▶ _What is being asked_
Reproduce the items without any change, beginning at the line that contains "A rule for this batch: each instance of the marigold" and stopping after the line that contains "column 48, row 8".

Pointing entries for labeled objects

========================

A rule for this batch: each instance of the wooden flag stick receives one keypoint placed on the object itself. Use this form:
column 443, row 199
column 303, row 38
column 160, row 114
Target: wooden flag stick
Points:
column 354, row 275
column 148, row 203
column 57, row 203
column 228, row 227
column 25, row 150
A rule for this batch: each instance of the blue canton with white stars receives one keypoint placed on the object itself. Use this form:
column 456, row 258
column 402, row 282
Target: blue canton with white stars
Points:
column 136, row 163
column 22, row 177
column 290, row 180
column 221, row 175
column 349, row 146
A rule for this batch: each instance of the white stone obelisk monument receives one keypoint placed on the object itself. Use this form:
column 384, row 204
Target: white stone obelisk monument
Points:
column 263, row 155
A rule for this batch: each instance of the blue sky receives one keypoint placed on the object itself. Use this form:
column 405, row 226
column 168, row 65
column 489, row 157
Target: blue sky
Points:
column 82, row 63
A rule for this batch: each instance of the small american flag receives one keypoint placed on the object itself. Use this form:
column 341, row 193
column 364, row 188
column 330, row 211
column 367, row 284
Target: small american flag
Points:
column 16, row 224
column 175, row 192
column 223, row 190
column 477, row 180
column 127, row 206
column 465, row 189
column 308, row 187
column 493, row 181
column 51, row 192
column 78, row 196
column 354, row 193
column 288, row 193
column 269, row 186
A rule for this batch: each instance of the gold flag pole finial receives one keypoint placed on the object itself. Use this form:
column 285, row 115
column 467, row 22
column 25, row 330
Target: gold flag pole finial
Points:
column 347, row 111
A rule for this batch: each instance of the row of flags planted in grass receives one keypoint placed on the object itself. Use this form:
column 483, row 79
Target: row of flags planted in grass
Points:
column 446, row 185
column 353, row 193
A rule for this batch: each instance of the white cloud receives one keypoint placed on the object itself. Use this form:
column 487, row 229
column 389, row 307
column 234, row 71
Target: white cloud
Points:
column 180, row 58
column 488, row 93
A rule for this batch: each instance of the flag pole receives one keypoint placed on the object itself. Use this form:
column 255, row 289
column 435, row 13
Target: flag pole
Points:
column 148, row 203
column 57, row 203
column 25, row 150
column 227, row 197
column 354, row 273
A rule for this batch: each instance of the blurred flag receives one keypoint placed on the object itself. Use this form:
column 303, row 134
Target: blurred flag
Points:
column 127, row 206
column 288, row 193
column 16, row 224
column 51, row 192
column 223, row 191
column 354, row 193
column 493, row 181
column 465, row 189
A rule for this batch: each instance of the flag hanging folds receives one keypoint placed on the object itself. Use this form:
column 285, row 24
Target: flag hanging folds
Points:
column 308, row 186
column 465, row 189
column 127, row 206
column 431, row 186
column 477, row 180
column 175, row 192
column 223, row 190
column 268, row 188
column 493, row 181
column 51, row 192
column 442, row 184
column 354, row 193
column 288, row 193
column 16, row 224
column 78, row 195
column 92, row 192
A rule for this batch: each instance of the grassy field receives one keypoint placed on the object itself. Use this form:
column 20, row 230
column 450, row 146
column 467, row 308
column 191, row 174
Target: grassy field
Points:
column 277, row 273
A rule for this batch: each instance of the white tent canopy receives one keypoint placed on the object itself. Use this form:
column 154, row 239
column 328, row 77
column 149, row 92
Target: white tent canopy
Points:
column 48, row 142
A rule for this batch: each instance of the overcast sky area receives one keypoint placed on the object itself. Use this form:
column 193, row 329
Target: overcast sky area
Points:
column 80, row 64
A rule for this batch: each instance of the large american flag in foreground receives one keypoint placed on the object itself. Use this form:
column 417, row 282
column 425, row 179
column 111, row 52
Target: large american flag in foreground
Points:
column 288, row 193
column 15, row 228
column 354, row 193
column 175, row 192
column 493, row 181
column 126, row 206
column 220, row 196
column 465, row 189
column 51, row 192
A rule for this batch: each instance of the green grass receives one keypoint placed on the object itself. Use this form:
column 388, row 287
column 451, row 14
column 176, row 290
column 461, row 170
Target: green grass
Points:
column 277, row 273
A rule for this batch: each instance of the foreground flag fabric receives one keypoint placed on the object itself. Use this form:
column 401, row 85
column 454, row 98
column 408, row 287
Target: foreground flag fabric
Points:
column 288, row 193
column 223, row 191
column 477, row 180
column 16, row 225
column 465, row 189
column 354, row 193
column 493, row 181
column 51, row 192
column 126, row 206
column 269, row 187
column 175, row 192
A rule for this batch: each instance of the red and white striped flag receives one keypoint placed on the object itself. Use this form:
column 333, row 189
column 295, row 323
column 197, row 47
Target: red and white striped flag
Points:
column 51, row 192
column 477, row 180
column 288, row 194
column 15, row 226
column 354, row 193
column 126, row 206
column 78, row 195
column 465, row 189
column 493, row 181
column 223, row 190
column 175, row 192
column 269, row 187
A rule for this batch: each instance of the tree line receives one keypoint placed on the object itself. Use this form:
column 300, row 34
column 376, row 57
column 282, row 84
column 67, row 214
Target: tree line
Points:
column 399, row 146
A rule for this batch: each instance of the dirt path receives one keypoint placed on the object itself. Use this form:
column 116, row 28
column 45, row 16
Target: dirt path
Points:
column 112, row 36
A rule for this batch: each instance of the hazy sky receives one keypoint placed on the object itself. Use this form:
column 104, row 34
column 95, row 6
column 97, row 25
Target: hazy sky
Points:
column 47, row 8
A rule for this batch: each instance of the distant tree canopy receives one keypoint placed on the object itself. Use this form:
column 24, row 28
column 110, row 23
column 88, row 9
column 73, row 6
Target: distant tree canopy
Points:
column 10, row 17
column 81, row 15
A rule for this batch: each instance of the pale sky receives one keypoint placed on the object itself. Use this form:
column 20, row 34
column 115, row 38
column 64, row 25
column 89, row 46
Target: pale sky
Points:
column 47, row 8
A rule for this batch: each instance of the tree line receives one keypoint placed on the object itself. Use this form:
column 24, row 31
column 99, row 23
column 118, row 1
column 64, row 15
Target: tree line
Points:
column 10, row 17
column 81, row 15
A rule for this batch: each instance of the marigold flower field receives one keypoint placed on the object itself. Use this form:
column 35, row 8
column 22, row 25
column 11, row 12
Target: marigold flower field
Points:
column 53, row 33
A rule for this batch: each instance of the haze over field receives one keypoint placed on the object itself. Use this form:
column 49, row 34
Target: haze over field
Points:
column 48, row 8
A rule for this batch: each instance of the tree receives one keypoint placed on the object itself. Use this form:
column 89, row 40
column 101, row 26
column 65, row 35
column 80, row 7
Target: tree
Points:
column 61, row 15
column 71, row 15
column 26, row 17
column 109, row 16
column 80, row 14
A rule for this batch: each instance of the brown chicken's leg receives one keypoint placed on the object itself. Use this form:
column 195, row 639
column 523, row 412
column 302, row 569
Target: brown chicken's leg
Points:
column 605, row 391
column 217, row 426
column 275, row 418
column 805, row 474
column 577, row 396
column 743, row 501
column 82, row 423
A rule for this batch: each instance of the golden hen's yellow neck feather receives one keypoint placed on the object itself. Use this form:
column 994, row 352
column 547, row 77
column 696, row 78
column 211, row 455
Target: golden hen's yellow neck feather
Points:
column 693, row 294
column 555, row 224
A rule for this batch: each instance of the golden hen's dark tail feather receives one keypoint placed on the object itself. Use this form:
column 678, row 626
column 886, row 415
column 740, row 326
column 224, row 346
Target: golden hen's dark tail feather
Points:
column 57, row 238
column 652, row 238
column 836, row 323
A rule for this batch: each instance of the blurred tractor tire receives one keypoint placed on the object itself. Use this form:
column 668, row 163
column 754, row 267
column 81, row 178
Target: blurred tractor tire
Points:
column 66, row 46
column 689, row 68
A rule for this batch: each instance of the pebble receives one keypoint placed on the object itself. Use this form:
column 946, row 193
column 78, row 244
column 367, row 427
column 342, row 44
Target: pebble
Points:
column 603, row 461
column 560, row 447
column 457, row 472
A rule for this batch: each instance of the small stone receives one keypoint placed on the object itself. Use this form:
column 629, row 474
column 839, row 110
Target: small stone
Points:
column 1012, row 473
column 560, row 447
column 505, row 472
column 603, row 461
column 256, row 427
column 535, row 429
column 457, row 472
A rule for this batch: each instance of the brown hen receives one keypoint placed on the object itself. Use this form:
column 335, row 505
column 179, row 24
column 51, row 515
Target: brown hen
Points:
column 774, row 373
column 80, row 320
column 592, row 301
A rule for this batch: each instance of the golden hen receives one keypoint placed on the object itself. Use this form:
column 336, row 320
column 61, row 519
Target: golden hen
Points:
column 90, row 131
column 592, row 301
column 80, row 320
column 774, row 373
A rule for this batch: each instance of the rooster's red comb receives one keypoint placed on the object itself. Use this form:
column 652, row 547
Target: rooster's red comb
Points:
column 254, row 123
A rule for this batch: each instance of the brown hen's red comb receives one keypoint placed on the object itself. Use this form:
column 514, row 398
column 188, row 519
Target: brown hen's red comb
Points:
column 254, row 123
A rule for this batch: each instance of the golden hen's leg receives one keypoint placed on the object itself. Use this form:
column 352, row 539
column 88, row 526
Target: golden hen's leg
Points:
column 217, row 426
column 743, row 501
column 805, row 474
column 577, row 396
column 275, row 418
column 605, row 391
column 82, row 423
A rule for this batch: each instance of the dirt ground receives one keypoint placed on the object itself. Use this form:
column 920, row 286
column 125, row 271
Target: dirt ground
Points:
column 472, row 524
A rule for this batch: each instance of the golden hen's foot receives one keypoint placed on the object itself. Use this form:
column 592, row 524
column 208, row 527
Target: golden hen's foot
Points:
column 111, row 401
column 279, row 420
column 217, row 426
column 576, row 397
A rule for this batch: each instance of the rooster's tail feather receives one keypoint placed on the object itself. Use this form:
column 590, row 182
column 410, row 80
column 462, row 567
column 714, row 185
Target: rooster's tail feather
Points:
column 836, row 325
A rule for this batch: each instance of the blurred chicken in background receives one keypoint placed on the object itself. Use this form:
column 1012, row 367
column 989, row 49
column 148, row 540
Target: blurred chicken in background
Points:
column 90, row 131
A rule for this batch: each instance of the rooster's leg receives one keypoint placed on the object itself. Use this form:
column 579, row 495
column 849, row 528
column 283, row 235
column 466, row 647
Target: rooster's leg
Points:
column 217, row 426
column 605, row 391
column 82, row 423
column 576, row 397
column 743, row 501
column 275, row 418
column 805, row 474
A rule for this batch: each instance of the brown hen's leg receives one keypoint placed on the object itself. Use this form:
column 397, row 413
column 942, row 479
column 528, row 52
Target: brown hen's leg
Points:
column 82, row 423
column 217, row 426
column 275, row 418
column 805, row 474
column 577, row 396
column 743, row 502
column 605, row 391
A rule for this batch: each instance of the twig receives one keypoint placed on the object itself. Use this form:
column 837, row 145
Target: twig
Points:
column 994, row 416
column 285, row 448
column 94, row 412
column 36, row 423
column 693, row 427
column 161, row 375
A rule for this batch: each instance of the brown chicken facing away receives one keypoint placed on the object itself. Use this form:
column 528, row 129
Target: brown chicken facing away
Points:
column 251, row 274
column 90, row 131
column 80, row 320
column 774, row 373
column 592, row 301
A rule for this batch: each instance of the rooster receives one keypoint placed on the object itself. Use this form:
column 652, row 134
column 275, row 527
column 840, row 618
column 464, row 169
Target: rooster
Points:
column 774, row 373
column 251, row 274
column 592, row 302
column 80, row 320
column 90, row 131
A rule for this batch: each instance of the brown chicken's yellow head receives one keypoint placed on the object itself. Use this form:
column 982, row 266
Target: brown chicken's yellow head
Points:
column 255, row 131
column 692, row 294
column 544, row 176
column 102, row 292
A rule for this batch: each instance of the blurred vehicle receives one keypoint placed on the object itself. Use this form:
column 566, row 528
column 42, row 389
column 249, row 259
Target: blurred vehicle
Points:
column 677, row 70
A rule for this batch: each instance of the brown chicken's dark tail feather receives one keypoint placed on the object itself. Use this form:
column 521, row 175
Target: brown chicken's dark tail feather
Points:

========================

▶ _Solution to the problem_
A rule for this batch: each instance of the marigold flower field receives one keypoint placed on the object itself. Use this form:
column 35, row 8
column 22, row 25
column 11, row 12
Target: marigold flower field
Points:
column 53, row 33
A rule for this batch: each instance of the haze over field receives one keypoint placed on the object itself. Use this form:
column 49, row 34
Target: haze over field
Points:
column 48, row 8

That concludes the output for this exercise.